Short problem:
Pick out every line in the records below that contains the word "blue", and copy each one.

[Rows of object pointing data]
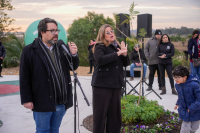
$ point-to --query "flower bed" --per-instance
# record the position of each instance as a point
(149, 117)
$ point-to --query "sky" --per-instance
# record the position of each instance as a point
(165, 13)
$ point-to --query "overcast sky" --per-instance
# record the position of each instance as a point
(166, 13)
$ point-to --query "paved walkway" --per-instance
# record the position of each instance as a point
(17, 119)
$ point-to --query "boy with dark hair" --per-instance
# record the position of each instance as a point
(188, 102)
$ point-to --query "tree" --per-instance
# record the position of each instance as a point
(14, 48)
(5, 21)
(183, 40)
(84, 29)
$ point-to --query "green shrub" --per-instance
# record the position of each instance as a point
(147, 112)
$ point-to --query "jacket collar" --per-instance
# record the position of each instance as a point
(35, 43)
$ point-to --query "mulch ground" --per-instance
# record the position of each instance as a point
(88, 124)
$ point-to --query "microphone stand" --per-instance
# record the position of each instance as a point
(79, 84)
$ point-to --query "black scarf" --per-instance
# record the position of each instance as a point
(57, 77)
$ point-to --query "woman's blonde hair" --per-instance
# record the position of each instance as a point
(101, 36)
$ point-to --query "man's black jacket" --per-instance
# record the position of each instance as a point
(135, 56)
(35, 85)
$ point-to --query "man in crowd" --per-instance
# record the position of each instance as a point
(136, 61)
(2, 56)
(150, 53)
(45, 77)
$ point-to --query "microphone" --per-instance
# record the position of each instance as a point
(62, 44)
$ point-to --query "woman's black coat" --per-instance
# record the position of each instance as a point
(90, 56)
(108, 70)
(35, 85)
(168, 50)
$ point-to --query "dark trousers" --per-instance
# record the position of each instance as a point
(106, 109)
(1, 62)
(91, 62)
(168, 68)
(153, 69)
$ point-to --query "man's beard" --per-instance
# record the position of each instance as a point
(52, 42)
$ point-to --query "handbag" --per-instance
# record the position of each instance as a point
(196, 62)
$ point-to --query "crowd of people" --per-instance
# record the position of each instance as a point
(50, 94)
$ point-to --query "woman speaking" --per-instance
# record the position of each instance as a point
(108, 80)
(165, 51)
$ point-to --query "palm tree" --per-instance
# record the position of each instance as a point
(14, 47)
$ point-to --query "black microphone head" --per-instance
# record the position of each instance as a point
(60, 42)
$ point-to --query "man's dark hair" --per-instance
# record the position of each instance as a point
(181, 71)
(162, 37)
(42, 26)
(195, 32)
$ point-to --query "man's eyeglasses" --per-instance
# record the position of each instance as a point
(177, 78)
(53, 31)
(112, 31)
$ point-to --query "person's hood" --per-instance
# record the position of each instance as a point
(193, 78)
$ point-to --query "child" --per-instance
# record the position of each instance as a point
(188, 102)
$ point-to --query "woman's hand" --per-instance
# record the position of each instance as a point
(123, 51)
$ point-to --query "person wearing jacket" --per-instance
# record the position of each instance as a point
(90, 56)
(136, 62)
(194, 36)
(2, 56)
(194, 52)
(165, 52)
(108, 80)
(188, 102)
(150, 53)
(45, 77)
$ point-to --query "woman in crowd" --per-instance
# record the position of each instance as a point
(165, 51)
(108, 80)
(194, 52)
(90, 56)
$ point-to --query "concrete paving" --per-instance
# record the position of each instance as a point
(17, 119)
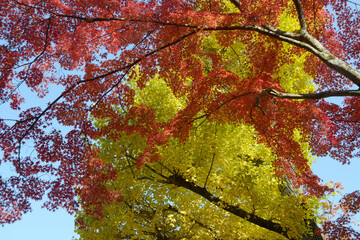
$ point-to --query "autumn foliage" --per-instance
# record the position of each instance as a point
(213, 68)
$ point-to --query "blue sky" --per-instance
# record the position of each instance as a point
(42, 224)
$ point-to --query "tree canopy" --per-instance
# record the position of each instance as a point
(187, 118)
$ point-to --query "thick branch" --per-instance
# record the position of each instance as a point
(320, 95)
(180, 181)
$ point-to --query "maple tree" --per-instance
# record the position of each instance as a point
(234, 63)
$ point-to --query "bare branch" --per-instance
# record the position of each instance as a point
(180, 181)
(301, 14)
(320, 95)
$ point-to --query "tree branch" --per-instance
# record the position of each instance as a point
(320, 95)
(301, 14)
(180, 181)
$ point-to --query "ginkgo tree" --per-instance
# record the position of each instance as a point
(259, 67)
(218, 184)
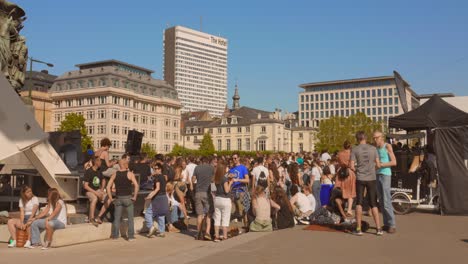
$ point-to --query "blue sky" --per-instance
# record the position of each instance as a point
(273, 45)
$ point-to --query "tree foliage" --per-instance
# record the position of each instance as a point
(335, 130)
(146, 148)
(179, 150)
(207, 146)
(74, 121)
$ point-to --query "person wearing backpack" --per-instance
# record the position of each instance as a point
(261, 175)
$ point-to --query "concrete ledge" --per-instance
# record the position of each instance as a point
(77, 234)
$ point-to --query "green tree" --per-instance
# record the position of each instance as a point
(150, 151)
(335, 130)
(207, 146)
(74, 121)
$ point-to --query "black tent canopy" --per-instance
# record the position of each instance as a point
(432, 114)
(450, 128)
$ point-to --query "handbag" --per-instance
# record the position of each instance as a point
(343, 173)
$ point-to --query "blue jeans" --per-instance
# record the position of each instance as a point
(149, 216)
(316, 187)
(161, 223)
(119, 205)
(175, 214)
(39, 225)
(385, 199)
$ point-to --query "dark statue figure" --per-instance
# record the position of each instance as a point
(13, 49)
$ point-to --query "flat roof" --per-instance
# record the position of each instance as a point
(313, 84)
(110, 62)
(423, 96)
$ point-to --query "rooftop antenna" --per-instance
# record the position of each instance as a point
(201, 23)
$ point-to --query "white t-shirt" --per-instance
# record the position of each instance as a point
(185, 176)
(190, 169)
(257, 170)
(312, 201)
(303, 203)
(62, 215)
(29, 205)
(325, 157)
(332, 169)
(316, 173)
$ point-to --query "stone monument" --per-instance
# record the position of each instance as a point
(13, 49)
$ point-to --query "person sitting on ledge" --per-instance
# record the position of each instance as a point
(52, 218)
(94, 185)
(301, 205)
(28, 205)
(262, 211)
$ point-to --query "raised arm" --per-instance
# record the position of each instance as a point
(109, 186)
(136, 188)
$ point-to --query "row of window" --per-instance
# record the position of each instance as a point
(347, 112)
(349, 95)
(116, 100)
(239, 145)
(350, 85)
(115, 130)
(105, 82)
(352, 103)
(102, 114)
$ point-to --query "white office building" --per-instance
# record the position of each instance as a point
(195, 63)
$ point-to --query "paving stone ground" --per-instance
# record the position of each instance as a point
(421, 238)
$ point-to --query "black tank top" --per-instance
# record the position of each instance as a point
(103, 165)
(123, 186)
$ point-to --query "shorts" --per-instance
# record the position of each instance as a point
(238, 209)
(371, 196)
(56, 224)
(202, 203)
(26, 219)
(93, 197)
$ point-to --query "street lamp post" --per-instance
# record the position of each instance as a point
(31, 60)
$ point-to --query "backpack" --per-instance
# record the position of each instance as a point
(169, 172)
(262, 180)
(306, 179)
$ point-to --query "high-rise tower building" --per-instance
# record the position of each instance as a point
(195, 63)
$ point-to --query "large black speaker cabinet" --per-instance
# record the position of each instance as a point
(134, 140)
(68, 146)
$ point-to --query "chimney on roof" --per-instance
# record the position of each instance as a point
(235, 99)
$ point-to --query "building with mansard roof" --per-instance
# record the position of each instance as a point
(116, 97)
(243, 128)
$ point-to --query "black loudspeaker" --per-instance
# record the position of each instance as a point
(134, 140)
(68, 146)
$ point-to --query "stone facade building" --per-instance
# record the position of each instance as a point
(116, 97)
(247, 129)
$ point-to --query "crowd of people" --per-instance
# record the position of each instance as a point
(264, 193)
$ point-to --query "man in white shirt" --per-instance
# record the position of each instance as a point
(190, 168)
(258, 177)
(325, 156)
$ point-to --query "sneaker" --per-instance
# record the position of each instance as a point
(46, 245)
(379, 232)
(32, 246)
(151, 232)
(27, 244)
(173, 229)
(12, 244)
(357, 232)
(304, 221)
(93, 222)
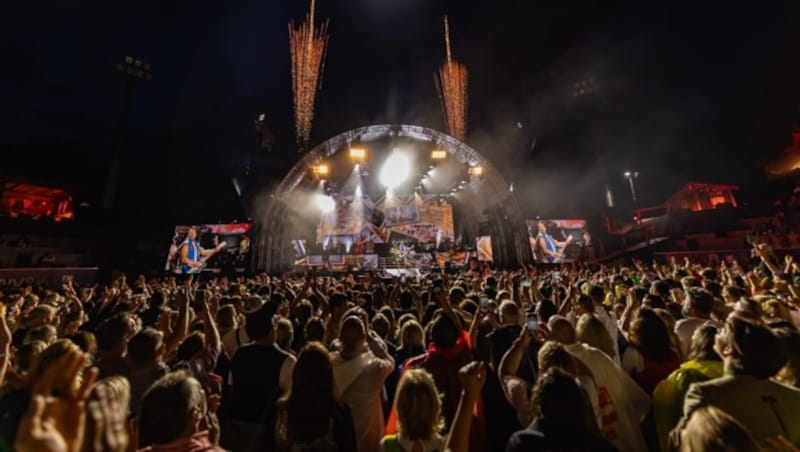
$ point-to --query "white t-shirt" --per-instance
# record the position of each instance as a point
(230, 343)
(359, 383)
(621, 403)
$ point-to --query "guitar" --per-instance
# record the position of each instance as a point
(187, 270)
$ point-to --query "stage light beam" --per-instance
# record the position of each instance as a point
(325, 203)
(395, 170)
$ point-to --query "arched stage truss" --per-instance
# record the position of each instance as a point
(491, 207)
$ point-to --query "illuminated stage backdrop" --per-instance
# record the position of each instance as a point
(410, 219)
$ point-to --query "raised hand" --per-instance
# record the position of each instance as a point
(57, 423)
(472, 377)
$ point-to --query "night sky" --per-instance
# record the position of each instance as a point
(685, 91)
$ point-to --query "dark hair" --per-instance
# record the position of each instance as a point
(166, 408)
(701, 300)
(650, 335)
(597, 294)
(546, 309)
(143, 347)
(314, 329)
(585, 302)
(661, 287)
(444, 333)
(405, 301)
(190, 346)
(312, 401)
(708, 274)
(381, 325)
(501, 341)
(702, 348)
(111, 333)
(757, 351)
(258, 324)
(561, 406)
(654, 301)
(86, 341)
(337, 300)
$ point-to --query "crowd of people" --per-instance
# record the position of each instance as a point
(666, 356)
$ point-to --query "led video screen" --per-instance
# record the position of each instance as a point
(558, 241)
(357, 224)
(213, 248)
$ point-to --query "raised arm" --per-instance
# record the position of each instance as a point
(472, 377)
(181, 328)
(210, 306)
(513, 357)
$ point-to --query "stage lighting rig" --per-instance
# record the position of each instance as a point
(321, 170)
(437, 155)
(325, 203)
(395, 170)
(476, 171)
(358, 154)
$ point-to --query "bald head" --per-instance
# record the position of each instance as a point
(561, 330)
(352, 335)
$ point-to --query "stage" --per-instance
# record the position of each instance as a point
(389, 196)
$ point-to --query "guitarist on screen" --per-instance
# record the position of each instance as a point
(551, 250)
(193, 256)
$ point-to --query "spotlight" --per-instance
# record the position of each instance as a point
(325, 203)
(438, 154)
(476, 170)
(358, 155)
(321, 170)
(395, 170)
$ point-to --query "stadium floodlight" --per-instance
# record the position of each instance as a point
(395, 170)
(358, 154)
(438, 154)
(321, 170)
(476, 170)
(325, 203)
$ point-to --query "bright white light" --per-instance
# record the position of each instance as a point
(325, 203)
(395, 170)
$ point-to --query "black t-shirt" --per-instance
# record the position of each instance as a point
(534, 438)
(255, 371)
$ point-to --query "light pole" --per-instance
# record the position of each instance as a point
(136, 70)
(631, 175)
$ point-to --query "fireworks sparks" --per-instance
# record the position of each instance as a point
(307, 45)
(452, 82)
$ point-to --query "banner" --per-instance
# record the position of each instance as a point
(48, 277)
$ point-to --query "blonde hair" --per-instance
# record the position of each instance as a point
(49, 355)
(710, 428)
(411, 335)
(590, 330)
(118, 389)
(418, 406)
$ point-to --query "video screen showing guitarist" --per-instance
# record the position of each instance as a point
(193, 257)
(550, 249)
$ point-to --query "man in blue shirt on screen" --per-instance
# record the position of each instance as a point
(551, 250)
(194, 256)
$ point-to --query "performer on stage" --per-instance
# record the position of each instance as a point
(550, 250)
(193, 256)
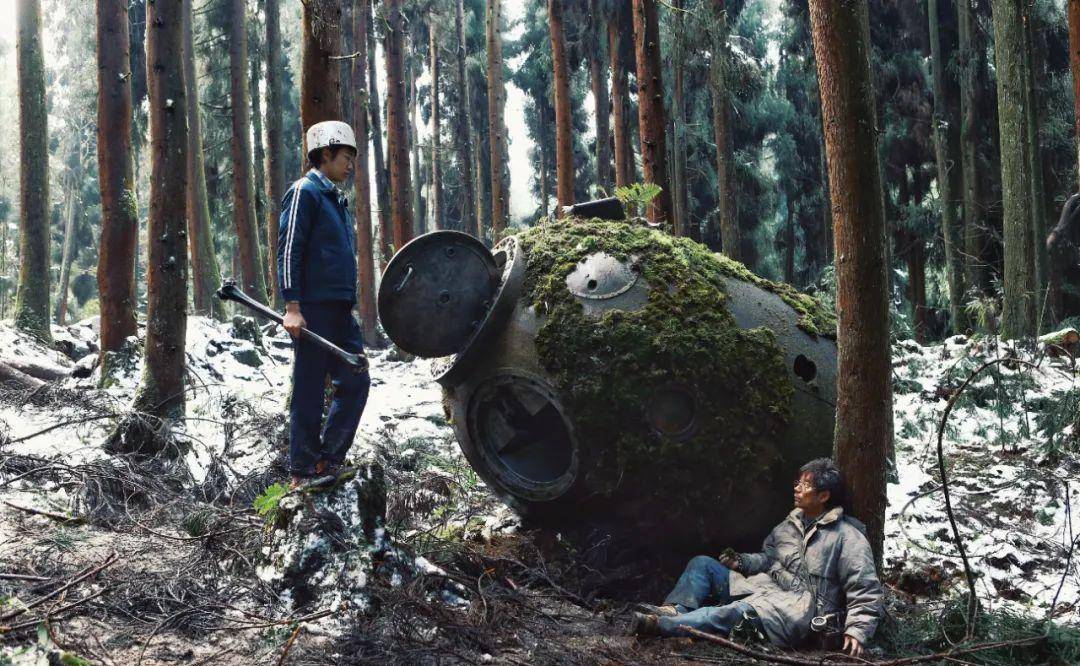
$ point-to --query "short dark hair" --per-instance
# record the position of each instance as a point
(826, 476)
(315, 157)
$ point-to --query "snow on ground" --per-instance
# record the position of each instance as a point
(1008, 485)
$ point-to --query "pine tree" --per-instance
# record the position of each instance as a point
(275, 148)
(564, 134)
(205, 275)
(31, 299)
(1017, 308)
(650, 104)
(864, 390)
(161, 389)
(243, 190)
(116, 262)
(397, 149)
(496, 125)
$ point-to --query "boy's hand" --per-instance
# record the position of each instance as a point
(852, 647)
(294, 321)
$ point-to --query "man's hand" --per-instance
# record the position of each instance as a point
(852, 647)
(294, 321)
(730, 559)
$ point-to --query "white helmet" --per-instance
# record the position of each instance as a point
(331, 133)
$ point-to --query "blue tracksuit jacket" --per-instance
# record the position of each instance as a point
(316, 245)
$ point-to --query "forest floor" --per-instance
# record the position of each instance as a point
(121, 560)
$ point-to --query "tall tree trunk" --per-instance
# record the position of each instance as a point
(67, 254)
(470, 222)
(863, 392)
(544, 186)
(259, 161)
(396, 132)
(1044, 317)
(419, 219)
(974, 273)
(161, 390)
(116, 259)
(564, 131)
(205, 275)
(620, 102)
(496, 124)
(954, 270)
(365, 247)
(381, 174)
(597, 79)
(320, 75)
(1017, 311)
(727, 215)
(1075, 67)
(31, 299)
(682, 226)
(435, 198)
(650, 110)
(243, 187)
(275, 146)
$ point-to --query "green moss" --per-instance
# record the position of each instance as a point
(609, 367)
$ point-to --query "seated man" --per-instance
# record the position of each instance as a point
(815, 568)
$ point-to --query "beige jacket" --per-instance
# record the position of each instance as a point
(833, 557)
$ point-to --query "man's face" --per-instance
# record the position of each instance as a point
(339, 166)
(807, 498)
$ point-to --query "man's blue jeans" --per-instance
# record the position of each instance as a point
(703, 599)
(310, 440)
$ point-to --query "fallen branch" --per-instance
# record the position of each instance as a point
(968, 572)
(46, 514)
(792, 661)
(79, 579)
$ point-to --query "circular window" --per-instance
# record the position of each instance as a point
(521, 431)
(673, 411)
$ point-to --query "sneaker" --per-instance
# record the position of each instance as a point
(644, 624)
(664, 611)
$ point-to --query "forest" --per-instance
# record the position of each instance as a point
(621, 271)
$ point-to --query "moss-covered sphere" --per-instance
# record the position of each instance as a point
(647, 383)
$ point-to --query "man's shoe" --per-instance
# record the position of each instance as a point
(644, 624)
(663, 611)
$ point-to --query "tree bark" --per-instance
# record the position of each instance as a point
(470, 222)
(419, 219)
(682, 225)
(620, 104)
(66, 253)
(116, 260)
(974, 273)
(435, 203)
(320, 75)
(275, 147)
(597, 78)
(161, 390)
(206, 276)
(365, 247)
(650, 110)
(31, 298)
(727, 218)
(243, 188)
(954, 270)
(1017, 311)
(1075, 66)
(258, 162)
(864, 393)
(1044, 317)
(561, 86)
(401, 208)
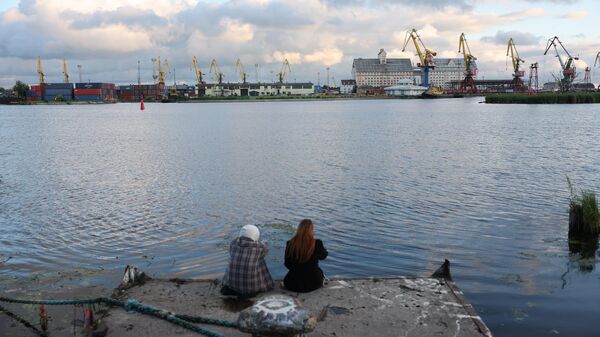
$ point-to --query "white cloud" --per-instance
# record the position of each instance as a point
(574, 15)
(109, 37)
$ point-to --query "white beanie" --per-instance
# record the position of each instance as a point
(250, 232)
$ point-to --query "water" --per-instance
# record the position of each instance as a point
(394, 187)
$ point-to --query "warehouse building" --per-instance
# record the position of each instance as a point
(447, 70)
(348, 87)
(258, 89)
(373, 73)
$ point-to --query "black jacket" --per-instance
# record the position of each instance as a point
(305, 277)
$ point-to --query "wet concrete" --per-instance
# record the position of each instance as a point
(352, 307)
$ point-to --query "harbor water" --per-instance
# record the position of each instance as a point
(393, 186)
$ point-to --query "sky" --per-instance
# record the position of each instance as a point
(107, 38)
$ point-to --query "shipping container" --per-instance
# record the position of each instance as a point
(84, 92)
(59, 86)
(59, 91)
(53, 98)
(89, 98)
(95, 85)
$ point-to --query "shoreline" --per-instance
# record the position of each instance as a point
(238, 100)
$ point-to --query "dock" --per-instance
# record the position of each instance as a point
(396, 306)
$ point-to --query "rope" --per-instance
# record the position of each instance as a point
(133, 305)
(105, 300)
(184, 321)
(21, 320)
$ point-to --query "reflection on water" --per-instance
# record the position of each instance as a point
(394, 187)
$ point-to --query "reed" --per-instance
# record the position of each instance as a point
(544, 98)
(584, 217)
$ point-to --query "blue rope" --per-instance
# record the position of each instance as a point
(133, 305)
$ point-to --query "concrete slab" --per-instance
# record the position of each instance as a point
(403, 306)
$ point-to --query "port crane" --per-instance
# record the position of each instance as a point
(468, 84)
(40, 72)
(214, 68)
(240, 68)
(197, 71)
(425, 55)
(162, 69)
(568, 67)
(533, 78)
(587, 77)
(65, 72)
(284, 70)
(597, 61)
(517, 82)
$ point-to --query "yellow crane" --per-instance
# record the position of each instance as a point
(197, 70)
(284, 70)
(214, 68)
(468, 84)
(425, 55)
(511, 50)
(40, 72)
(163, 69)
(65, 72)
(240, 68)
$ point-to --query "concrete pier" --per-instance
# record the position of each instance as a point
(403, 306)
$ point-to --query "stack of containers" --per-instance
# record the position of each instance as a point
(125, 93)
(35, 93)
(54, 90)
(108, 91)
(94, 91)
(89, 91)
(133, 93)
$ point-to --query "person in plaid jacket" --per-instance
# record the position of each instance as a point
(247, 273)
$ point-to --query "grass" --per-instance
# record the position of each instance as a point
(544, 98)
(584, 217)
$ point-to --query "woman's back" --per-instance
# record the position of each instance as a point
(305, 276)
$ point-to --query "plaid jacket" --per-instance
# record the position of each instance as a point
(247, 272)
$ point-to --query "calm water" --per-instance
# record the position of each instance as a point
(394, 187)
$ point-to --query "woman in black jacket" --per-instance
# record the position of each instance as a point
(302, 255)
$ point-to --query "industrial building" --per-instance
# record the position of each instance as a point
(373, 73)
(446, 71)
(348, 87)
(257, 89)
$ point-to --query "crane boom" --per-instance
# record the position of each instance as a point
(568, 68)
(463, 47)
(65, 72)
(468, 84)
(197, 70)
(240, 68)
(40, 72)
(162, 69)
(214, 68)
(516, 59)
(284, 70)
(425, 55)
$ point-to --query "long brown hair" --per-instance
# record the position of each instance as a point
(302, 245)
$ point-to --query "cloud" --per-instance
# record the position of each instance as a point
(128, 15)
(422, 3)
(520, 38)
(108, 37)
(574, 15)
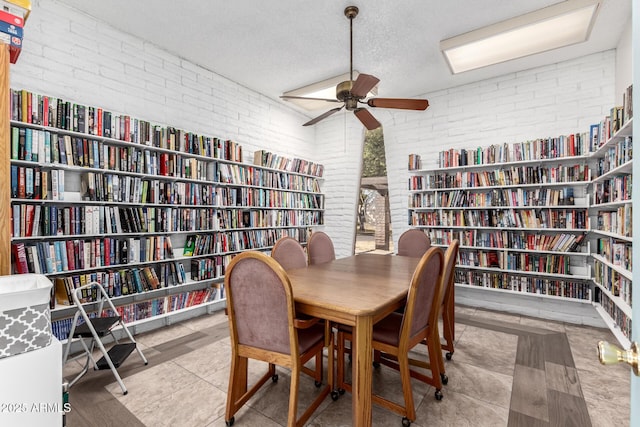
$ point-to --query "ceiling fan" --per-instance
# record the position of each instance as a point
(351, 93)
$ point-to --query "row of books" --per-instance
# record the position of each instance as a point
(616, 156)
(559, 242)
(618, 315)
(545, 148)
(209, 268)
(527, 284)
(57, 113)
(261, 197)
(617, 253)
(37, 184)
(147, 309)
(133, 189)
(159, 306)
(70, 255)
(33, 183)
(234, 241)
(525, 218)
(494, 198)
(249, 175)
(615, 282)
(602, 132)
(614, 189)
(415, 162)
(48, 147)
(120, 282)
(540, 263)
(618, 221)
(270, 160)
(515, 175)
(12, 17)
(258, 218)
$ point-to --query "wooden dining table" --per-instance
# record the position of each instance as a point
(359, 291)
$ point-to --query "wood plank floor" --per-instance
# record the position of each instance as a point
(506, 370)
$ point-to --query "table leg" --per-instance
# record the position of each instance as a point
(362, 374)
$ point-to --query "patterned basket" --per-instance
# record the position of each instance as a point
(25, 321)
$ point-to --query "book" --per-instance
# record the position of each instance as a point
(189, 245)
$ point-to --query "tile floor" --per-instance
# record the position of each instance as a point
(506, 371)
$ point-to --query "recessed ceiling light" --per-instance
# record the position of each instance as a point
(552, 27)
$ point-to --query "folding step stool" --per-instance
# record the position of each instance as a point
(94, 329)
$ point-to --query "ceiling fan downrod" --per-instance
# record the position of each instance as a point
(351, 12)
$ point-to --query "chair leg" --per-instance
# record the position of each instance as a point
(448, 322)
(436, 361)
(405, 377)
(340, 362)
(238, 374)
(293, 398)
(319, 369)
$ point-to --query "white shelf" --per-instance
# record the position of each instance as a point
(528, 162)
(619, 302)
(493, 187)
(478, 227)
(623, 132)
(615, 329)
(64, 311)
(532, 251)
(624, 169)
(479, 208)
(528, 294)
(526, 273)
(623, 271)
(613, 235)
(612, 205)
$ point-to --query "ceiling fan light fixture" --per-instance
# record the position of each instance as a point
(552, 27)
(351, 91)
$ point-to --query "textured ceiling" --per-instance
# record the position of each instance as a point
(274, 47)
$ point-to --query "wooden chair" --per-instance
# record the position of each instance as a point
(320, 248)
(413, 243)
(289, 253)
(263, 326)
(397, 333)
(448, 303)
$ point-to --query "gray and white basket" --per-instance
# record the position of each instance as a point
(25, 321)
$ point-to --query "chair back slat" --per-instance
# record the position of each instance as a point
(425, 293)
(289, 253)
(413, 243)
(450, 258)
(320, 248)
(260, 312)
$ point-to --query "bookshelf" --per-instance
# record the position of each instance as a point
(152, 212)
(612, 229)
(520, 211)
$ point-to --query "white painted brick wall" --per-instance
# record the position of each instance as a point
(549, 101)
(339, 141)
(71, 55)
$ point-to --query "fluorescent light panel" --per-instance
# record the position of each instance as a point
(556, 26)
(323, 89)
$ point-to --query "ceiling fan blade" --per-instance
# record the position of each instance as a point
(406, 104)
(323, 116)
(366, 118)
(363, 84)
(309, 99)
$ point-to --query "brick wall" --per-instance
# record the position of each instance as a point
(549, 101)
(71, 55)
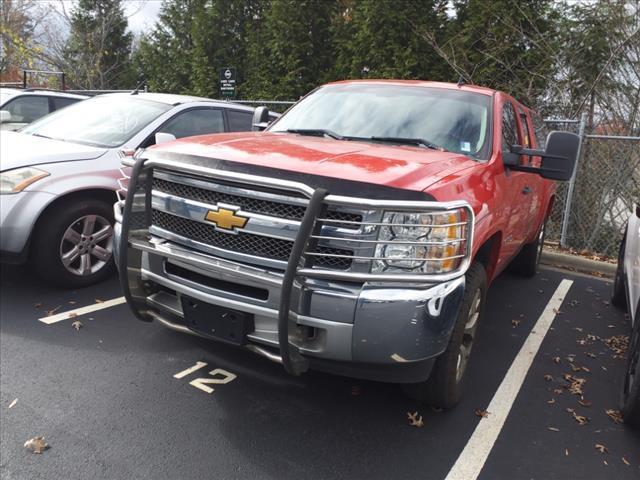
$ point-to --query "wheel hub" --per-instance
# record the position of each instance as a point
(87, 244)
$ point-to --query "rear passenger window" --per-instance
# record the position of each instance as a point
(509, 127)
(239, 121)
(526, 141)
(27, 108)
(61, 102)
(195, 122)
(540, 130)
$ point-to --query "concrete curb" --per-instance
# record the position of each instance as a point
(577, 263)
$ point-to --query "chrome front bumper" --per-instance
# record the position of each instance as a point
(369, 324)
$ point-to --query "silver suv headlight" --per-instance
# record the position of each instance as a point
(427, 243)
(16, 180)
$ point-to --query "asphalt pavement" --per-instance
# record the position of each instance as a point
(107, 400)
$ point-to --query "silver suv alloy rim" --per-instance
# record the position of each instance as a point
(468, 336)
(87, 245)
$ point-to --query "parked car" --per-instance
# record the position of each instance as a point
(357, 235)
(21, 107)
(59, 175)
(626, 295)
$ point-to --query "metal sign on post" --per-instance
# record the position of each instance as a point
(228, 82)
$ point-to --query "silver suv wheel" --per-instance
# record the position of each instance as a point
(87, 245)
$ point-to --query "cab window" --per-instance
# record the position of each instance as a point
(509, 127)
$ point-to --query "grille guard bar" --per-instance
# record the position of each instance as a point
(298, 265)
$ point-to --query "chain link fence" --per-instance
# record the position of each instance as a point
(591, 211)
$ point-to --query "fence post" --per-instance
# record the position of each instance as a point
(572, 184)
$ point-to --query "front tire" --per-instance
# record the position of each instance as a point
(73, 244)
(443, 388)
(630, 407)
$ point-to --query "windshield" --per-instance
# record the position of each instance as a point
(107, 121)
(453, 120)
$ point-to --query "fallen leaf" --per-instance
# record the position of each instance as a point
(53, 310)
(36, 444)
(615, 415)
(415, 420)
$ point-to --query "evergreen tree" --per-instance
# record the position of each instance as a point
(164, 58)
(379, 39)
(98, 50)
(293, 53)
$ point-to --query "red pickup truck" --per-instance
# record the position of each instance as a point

Solution:
$ point-to --query "blue sky" --per-instance
$ point-to --query "blue sky" --per-instance
$ point-to --query "blue jeans" --per-instance
$ point-to --query "man in blue shirt on screen" --per-instance
$ point-to --query "blue tracksuit jacket" --per-instance
$ point-to --query "man's blue jeans" --per-instance
$ point-to --query "blue rope" --per-instance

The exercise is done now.